Amos Oz, en su trabajo Contra el fanatismo sugiere que todas las universidades deberíamos organizar periódicamente seminarios o cursos sobre fanatismo. Incluso llega a proponer la creación de cátedras de fanatismo comparado. Realmente los “casos” de estudio serían innumerables y los podríamos seleccionar de cualquier país de cualquiera de los continentes. Si es Oceanía, el Frente Moro de Liberación es un buen ejemplo; si se trata de América, el Sendero Luminoso podría ser un “caso” de estudio. En Oriente Medio, deberíamos estudiar el fenómeno de Al Quaeda. La Europa de las Luces añadiría a este museo de horrores el IRA o los terroristas corsos. ETA, por nuestra parte, sería la aportación ibérica más sanguinaria y susceptible de estudio. ¿Qué pueden tener en común asociaciones como estas cuyos componentes pertenecen a culturas tan dispares? Yo creo que todos ellos tienen un punto en común: son la versión extrema del fanatismo.
El fanatismo no es una doctrina, una creencia o una religión. Hay religiones, doctrinas y creencias nada fanáticas. El fanatismo es, más bien, una actitud, un carácter; casi diría una forma de vivir las doctrinas o las concepciones de vida. Por supuesto que una investigación en torno al fanatismo no puede obviar el análisis de las diferentes teorías explicativas de porqué una persona vive fanáticamente una doctrina o concepción de vida. Pero más allá de las explicaciones causales – pobreza, marginación, exclusión, o persecución- en el fondo del fanatismo hay un problema de naturaleza moral. Casi religiosa. En Roma, el fanaticus era el asiduo del fanum (templo) que defendía con tenacidad desmedida y apasionamiento sus creencias y opiniones religiosas. Con el tiempo, el fanatismo ha saltado de las iglesias a los campos de fútbol, a las canchas de deporte o a las más diversas relaciones sociales. En política, el fanatismo adoptó en ocasiones la forma del terrorismo, que no es sino su degeneración sanguinaria.

- **Extracto de datos**
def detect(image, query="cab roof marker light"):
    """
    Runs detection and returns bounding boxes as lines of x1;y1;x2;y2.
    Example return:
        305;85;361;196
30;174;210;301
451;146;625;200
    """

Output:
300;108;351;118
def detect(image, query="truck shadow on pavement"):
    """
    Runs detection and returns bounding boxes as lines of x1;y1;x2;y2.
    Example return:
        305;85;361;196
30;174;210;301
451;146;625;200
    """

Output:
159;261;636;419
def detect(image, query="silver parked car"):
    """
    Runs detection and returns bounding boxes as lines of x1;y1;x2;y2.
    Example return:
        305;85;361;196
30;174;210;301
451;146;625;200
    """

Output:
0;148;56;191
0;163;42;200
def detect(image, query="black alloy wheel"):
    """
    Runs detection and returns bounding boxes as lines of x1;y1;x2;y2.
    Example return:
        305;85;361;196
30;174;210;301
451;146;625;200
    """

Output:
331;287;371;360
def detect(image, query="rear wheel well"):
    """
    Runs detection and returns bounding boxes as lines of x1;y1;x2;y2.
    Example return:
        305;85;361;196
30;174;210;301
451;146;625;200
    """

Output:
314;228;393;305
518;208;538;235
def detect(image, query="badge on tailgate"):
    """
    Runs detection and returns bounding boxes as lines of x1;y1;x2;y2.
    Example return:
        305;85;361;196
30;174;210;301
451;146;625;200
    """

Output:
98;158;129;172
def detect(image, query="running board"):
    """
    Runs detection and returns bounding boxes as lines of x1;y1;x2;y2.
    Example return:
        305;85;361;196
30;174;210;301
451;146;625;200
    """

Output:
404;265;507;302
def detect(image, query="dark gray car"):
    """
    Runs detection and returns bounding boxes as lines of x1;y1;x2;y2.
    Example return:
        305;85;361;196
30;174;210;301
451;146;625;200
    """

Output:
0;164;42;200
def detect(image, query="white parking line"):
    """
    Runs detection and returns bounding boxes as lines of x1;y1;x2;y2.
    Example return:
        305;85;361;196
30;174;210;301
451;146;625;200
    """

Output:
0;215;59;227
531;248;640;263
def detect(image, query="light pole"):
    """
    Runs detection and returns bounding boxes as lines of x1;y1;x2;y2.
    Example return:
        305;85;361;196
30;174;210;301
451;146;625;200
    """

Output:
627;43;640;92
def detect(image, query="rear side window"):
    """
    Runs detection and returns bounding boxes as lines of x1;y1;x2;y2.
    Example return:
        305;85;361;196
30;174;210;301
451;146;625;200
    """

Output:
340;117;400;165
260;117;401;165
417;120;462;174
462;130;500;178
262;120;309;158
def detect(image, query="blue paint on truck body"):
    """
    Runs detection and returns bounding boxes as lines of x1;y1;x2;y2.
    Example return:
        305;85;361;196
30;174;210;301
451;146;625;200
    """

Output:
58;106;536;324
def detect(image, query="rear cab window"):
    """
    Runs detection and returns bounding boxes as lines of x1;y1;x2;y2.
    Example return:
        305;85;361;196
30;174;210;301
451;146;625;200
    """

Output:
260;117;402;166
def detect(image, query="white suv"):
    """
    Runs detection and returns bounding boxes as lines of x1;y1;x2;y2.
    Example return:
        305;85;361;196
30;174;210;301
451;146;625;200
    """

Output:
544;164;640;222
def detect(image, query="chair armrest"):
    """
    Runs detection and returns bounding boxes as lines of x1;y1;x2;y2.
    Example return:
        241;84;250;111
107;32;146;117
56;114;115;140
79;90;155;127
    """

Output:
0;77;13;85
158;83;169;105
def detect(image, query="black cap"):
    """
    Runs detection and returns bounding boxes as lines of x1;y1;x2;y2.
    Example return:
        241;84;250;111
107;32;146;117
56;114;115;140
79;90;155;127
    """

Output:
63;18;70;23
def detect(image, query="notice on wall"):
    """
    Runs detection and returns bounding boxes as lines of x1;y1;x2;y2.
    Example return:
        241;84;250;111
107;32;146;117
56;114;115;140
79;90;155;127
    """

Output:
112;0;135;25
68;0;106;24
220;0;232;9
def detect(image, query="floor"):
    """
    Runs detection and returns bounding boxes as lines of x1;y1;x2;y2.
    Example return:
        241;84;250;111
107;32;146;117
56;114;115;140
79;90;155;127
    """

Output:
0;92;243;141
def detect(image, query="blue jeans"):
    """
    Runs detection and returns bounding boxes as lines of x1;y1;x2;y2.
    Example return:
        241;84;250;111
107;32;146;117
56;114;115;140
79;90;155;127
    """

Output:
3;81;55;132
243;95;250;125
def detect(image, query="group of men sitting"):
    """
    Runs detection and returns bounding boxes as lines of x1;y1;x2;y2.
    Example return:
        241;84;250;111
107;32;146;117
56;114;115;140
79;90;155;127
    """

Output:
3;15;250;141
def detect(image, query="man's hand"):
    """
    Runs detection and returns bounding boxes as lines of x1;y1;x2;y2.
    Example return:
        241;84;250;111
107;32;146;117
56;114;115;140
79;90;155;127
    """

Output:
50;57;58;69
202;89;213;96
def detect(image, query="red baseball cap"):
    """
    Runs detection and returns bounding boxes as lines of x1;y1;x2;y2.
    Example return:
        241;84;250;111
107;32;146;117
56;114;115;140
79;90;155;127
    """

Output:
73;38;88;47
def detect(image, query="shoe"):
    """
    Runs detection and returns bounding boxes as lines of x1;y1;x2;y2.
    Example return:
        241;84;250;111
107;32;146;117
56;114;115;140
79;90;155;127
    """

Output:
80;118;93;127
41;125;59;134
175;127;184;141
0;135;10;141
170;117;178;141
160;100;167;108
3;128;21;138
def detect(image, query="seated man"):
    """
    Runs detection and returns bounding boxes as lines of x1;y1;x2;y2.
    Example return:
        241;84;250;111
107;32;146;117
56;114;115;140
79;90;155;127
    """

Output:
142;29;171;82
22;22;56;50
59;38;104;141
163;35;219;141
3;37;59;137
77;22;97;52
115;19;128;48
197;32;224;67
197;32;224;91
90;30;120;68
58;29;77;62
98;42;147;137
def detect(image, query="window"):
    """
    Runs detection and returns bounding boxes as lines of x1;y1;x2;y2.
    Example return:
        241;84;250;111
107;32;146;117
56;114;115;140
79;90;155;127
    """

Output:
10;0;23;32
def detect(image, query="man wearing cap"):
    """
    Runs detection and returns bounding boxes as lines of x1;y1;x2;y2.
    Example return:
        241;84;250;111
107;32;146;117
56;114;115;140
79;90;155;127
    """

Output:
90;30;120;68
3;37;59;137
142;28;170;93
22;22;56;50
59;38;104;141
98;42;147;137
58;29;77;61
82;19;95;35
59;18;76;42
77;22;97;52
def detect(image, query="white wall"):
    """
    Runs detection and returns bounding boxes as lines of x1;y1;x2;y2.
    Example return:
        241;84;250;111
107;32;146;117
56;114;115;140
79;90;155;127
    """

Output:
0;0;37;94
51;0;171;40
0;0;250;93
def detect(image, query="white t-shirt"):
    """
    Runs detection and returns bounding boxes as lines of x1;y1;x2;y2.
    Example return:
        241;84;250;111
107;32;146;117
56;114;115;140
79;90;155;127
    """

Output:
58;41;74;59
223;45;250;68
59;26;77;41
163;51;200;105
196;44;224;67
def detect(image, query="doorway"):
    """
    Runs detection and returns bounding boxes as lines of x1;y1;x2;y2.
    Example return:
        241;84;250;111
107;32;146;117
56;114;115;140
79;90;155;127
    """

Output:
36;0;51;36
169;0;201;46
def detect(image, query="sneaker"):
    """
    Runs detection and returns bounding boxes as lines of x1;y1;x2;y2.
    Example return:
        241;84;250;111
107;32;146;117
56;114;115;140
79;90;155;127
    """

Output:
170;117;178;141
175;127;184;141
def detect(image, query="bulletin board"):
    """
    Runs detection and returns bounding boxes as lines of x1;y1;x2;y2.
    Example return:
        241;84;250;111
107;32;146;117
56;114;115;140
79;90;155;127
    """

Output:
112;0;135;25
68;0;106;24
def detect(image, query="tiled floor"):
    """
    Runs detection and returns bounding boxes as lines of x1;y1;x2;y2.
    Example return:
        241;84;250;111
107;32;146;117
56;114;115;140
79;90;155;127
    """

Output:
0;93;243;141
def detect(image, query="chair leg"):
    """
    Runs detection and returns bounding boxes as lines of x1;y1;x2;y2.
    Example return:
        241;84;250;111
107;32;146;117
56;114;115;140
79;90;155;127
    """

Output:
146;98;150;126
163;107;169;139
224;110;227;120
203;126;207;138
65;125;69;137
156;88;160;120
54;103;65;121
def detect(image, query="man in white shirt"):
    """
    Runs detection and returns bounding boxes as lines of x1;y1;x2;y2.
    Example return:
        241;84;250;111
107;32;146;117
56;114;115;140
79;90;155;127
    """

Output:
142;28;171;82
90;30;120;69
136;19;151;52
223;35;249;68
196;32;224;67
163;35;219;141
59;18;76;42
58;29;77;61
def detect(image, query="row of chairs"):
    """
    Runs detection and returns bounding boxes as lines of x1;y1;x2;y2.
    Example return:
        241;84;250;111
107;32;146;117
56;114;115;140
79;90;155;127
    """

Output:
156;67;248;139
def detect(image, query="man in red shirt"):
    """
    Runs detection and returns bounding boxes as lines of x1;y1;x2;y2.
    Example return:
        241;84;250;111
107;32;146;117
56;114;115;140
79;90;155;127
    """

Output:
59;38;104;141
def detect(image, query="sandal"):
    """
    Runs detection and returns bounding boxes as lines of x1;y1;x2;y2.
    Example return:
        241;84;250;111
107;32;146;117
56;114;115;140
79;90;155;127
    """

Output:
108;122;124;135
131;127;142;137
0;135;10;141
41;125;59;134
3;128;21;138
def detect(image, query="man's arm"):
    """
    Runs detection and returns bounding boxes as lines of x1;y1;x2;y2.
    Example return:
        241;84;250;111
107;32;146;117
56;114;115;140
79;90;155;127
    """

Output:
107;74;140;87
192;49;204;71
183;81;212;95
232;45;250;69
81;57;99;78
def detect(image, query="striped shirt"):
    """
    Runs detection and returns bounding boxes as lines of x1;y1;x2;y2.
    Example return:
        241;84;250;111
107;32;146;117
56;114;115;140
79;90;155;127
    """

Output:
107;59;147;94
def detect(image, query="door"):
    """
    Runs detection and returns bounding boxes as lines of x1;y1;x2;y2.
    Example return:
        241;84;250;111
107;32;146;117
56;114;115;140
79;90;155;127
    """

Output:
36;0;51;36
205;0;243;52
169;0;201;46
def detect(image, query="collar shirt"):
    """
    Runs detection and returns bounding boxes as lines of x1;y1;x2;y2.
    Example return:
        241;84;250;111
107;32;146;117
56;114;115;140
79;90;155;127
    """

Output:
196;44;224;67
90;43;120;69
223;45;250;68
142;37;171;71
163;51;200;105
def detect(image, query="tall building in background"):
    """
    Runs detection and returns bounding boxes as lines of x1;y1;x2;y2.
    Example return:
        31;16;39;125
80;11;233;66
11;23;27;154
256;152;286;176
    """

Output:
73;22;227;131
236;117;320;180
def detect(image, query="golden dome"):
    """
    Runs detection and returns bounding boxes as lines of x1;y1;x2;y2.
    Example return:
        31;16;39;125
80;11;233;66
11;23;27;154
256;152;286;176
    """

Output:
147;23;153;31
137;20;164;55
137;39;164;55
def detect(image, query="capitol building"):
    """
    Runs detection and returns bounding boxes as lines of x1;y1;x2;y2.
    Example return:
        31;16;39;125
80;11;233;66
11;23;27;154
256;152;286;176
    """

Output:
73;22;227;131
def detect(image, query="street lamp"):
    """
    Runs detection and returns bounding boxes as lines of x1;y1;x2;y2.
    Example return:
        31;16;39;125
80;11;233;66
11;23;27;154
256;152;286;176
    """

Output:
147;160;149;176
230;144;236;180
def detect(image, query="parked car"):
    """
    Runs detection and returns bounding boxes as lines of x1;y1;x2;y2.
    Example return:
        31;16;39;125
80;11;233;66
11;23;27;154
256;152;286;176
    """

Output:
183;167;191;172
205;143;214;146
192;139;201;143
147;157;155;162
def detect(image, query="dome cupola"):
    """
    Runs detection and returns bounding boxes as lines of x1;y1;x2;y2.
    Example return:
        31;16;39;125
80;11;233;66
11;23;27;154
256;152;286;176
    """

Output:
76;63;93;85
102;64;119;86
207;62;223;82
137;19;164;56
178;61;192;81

- **Conjunto de tareas**
1: Responde a estas preguntas según el texto sobre el fanatismo:
(a) Además de seminarios o cursos, ¿qué llega a proponer Amos Oz que se cree en las universidades?
(b) ¿Quién era el fanaticus en Roma?
(c) ¿Qué forma adoptó en ocasiones el fanatismo en política?
2: Prosigue el texto sobre el fanatismo a partir de su última oración.

- **Respuestas en orden**
1:
(a) La creación de cátedras de fanatismo comparado.
(b) Era el asiduo del fanum (templo), que defendía con tenacidad desmedida y apasionamiento sus creencias y opiniones religiosas.
(c) Adoptó la forma del terrorismo, que el texto define como su degeneración sanguinaria.

2:
La esencia del fanatismo en su versión terrorista es la convicción de estar en posesión de la verdad y de que esta verdad es tan elevada que cualquier medio es legítimo para implantarla. El terrorismo fanático se basa en la concepción metafísica de que de lo malo puede surgir lo bueno, de que es posible – como se dice en Crimen y Castigo– mentir hasta conseguir la verdad. Que el asesinato político puede tener la textura de un valor superior al de la moralidad. Tal vez nadie mejor que W. Ropschin, jefe del grupo terrorista durante la Revolución Rusa de 1904-1906 ha formulado el problema moral del terrorista:
Asesinar – dice en una de sus novelas- es un delito; más aún, es un pecado que nadie puede perdonar; pero, a pesar de ello, en ocasiones se debe asesinar.
Cabe la posibilidad de que el terrorista acepte que el asesinato no sólo es un delito sino incluso que sea inmoral. Pero hay algo para el terrorista por encima del Derecho y de la Moral que ordena y redime: es la necesidad histórica de alcanzar un objetivo supremo como la liberación de la humanidad, de la clase o de la nación. En suma, el fin justifica los medios: esta es la esencia del fanatismo. Podríamos expresar este pensamiento con las terribles palabras del Judith de Hebbel:
“Y si Dios hubiera puesto el pecado delante de lo que tengo que hacer, ¿quién soy yo para sustraerme al pecado?”.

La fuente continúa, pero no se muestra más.